EXPLORE THE MATERIAL —
1 > In the post on food allergies, rewrite the part that opens with the words containing "Wednesday, October 28, 2015" and closes with "many such allergy sufferers.", putting "disturbance" in place of "commotion".
2 > Write the next part of the post on food allergies, picking up after its last sentence.

SUPPLIED TEXT —

☆ ☆ ☆ ☆ ☆

Take it or leave it.

Wednesday, October 28, 2015


I was at Trader Joe's the other day when I noticed a big commotion going on at one of the registers. It seems a popular product had just been removed from the shelves after it had been found to contain "trace amount of peanuts." Because those with peanut allergies could become "deathly ill." The implication was that there are many such allergy sufferers.

Has it really come to this? Have we become a country of spoiled children, coddling our imagined sensitivities? It seems everyone has some sort of allergy or sensitivity to what for years have been staple foods. Ask your friends. Listen to people order at restaurants. I can't eat gluten. Tree nuts make me sick. Or eggs. Or soy. Or wheat. And yes, peanuts, which head the list of most common food allergies in children, based on self-reports of symptoms. Two percent of kids become ill when ingesting the popular lunch item, according to their parents.

☆ ☆ ☆ ☆ ☆

EXTRACTED MATERIAL —
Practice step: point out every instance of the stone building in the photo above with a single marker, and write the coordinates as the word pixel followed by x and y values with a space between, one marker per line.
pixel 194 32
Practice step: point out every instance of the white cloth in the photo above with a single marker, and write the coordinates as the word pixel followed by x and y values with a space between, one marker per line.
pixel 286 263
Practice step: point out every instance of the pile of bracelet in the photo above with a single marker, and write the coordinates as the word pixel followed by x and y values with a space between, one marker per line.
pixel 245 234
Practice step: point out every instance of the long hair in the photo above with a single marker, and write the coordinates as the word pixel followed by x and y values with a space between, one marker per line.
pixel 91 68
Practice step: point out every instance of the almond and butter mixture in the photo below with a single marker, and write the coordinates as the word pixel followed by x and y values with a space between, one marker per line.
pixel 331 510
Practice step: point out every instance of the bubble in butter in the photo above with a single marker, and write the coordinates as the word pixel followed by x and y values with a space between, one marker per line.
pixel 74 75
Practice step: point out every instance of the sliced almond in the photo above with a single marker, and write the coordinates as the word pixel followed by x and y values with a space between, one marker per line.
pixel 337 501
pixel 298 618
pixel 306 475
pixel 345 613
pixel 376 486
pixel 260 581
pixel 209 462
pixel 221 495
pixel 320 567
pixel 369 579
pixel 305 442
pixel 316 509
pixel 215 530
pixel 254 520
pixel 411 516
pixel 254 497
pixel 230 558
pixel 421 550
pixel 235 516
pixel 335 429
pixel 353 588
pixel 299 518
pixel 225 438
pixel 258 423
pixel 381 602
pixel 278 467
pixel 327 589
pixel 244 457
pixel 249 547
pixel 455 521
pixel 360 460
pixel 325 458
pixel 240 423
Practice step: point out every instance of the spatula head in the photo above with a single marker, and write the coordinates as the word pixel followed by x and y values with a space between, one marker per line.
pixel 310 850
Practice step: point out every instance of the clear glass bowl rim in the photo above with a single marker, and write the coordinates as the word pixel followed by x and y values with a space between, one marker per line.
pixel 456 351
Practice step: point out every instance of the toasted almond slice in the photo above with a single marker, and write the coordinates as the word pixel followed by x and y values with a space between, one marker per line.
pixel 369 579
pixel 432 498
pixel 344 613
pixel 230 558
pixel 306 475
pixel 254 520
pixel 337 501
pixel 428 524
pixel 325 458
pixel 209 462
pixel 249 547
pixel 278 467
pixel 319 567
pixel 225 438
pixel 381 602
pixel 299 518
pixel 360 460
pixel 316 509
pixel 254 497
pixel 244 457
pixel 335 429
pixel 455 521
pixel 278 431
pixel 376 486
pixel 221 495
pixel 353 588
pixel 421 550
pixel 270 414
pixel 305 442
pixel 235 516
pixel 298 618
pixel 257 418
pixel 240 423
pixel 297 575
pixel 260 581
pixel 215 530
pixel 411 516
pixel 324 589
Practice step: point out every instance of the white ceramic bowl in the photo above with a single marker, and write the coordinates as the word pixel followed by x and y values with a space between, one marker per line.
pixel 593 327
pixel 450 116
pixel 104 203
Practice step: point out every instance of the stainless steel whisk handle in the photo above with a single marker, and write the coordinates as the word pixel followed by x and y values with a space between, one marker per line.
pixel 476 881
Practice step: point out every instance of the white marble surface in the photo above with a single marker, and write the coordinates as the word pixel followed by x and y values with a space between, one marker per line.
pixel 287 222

☆ ☆ ☆ ☆ ☆

RESULTS OF THE EXERCISE —
1 >
Wednesday, October 28, 2015


I was at Trader Joe's the other day when I noticed a big disturbance going on at one of the registers. It seems a popular product had just been removed from the shelves after it had been found to contain "trace amount of peanuts." Because those with peanut allergies could become "deathly ill." The implication was that there are many such allergy sufferers.

2 >
But as Scientific American recently reported, these ever-more-common allergies are often misdiagnosed or undiagnosed or even mistaken for other conditions. The skin-prick test, which clinicians use to diagnose food allergy, can produce signs of irritation in as many of 60 percent of people who are not actually allergic. Why such a large margin of error. Because scratching your skin with a needle just plain hurts!

What's more, parents often take their kids to the ER with skin rashes they believe are caused by formula or other foods, when in fact these symptoms occur in common childhood ailments and infections that have nothing to do with allergic reactions. Yes, some do become ill when eating high-risk foods. But we are talking a fraction of a percent of the population, hardly the number of shoppers who avoid these products on the shelves.

So stop being so sensitive, America. Eat moderately. Choose unpackaged, unprocessed foods and don't buy into the hype so as to save yourselves unnecessary trips to the doctor. We've been eating most commonly available foods for thousands of years, and will likely do so for many more. If nuclear war, global warming, or autonomous machines don't take us out first. (In other words, there are bigger fish to fry, kids.) And giving kids tiny amounts of a variety of foods when they're young can avoid real allergies as they get older. Just, no wheat. Because my experience is that allergy or no, bread does nobody any favors.